[Lines of data]
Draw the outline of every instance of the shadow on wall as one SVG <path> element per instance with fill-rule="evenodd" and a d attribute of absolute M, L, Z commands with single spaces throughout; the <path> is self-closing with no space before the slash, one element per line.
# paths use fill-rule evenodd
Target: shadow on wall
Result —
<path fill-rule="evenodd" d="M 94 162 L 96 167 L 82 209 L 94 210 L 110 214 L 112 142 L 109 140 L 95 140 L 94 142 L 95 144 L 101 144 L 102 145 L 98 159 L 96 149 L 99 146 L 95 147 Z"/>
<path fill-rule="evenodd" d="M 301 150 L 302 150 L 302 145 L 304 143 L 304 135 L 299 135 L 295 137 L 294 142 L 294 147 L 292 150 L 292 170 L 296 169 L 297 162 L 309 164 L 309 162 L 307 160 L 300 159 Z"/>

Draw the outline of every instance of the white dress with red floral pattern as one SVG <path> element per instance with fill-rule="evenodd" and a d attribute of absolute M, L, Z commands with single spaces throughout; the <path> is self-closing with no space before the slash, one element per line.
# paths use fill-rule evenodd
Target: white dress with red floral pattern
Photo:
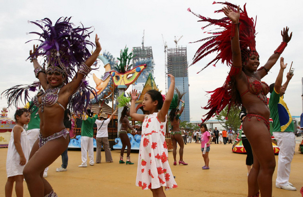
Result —
<path fill-rule="evenodd" d="M 142 189 L 165 187 L 165 190 L 177 187 L 167 160 L 165 141 L 165 121 L 161 122 L 158 113 L 147 115 L 142 123 L 136 185 Z"/>

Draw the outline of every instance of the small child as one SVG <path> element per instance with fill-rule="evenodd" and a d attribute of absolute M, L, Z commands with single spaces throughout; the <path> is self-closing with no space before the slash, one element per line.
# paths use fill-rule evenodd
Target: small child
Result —
<path fill-rule="evenodd" d="M 212 139 L 212 144 L 216 144 L 216 135 L 215 134 L 213 135 L 213 139 Z"/>
<path fill-rule="evenodd" d="M 222 133 L 220 133 L 220 135 L 219 136 L 219 141 L 220 141 L 220 144 L 222 144 L 223 141 L 223 137 L 222 137 Z"/>
<path fill-rule="evenodd" d="M 5 185 L 5 196 L 11 196 L 14 182 L 17 196 L 23 196 L 23 168 L 30 152 L 29 141 L 26 132 L 23 129 L 29 122 L 30 115 L 27 109 L 16 111 L 14 115 L 16 125 L 13 128 L 8 144 L 6 159 L 7 182 Z"/>
<path fill-rule="evenodd" d="M 136 185 L 142 189 L 150 189 L 153 196 L 165 196 L 165 190 L 177 187 L 167 159 L 165 141 L 166 114 L 173 99 L 175 77 L 171 78 L 171 85 L 163 103 L 163 98 L 157 91 L 152 89 L 144 95 L 142 105 L 148 115 L 136 113 L 137 91 L 131 91 L 130 115 L 135 120 L 142 121 Z"/>
<path fill-rule="evenodd" d="M 212 137 L 209 132 L 206 132 L 207 127 L 205 123 L 200 124 L 200 130 L 201 131 L 201 150 L 202 151 L 202 156 L 204 159 L 205 165 L 202 167 L 203 170 L 208 170 L 210 169 L 210 158 L 209 157 L 209 153 L 211 150 L 211 141 Z M 205 145 L 206 145 L 206 150 L 205 154 L 203 153 Z"/>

▶ [Instructions for the task] Reproduce all of the data above line for line without changing anything, but leave the pictures out.

▶ [Response to this task]
Draw the outline of every instance of the shadow on wall as one SVG <path> element per instance with fill-rule="evenodd" and a d attribute of absolute M, L, Z commands with single spaces throughout; the <path> is self-closing with no space before the slash, one element per line.
# paths use fill-rule evenodd
Target: shadow on wall
Result —
<path fill-rule="evenodd" d="M 94 162 L 96 167 L 82 209 L 94 210 L 110 214 L 112 142 L 109 140 L 95 140 L 94 142 L 95 144 L 101 144 L 102 145 L 98 159 L 96 149 L 99 146 L 95 147 Z"/>
<path fill-rule="evenodd" d="M 301 150 L 302 150 L 302 145 L 304 143 L 304 135 L 299 135 L 295 137 L 294 142 L 294 147 L 292 150 L 292 170 L 296 169 L 297 162 L 309 164 L 309 162 L 307 160 L 300 159 Z"/>

Draw the outline of every instance of the white dress with red floral pattern as one SVG <path> element per instance with fill-rule="evenodd" and a d attribute of absolute M, L, Z commands with single spaces throughout; the <path> is self-closing with no space before the slash, one element per line.
# paths use fill-rule evenodd
Target: white dress with red floral pattern
Photo:
Result —
<path fill-rule="evenodd" d="M 142 189 L 165 187 L 165 190 L 177 187 L 167 160 L 165 141 L 165 121 L 161 122 L 158 113 L 147 115 L 142 123 L 136 185 Z"/>

Draw the outline of every instance of the small child as one SVG <path> element per instance with fill-rule="evenodd" and a d attribute of absolute M, L, Z commands with single spaces throughout; the <path> is self-closing with no space before the slash, one element per line.
# paths use fill-rule evenodd
Target: small child
Result —
<path fill-rule="evenodd" d="M 212 139 L 212 144 L 216 144 L 216 135 L 215 134 L 213 135 L 213 139 Z"/>
<path fill-rule="evenodd" d="M 222 133 L 220 133 L 220 135 L 219 136 L 219 141 L 220 141 L 220 144 L 222 144 L 223 141 L 223 137 L 222 137 Z"/>
<path fill-rule="evenodd" d="M 5 185 L 5 196 L 11 196 L 14 182 L 17 196 L 23 196 L 23 168 L 30 152 L 29 141 L 26 132 L 23 129 L 29 122 L 30 115 L 27 109 L 16 111 L 14 115 L 16 125 L 13 128 L 8 144 L 6 159 L 7 182 Z"/>
<path fill-rule="evenodd" d="M 136 185 L 142 189 L 150 189 L 153 196 L 165 196 L 165 190 L 177 187 L 167 159 L 165 141 L 166 114 L 173 99 L 175 77 L 171 78 L 171 85 L 163 103 L 163 98 L 157 91 L 152 89 L 144 95 L 142 105 L 148 115 L 136 113 L 137 91 L 131 91 L 130 115 L 135 120 L 142 121 Z"/>
<path fill-rule="evenodd" d="M 212 137 L 209 132 L 206 132 L 207 127 L 205 123 L 200 124 L 200 130 L 201 131 L 201 150 L 202 151 L 202 156 L 204 159 L 205 165 L 202 167 L 203 170 L 208 170 L 210 169 L 210 158 L 209 157 L 209 153 L 211 150 L 211 141 Z M 205 145 L 206 145 L 206 150 L 205 154 L 203 153 Z"/>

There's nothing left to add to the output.